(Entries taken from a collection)
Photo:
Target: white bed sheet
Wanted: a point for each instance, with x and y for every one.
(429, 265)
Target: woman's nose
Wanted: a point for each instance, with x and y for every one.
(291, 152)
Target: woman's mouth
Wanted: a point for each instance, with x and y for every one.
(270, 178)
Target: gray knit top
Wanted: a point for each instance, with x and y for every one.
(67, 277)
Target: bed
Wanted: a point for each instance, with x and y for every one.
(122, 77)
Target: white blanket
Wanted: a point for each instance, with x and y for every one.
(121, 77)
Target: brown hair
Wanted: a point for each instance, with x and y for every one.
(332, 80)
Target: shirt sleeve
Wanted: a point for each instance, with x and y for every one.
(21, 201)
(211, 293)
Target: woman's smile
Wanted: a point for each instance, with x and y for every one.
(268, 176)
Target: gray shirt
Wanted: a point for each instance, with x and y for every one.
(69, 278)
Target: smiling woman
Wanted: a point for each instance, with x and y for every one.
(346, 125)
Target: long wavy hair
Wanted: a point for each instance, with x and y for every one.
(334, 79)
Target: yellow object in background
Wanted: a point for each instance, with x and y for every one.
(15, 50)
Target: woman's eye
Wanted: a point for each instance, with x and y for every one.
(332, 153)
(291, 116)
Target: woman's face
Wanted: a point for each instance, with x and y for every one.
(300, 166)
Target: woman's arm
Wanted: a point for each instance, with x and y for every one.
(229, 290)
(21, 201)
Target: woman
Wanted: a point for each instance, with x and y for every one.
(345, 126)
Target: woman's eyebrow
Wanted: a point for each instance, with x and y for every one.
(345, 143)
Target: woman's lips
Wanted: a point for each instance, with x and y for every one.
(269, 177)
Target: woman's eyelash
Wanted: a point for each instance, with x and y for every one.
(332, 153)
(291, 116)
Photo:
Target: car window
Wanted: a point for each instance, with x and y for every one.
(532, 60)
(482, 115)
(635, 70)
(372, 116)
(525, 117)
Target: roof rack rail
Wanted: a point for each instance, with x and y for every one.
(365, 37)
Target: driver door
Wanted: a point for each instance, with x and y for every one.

#### [SHORT EXERCISE]
Starting at the line that contains "Target: shirt sleeve", print every line through the end of the listing, word for word. Leave out all the rest.

#### [RESULT BELOW]
Target: shirt sleeve
Wanted: a point for each instance, with x and y for every one.
(21, 201)
(211, 293)
Target: woman's smile
Wanted: a point for each instance, with x and y for every one.
(268, 176)
Target: gray shirt
Wanted: a point for each instance, with x and y for every one.
(69, 278)
Target: smiling woman
Wanted: a point for each instance, with x and y for every one.
(346, 125)
Target: long wavy hair
Wanted: a point for each instance, with x and y for every one.
(334, 79)
Target: yellow object in background
Wanted: a point for each instance, with x and y for every one.
(15, 50)
Target: woman's eye
Wanted: a point for each instance, with x and y for every one.
(332, 153)
(291, 116)
Target: woman's face
Wanted: a point for each instance, with x and y for every one.
(300, 166)
Target: woman's arm
Wanted: a point for each instance, with x and y for every one.
(229, 290)
(21, 201)
Target: woman
Wanted: a point for each instance, with x and y for every one.
(345, 126)
Target: woman's eyebrow
Wanted: a point for each instance, with x and y for every one.
(345, 143)
Target: woman's lips
Wanted: a point for each instance, with x and y for every one.
(269, 177)
Target: woman's eyelash
Wanted: a point for each instance, with x and y for every one.
(332, 153)
(291, 116)
Photo:
Target: car window
Wanted: a point for each instance, with x and y for every one.
(532, 60)
(482, 115)
(635, 70)
(372, 116)
(525, 117)
Target: roof rack rail
Wanted: a point for each instance, with x and y for every one.
(365, 37)
Target: driver door
Wanted: a point for each instance, with x and y for every one.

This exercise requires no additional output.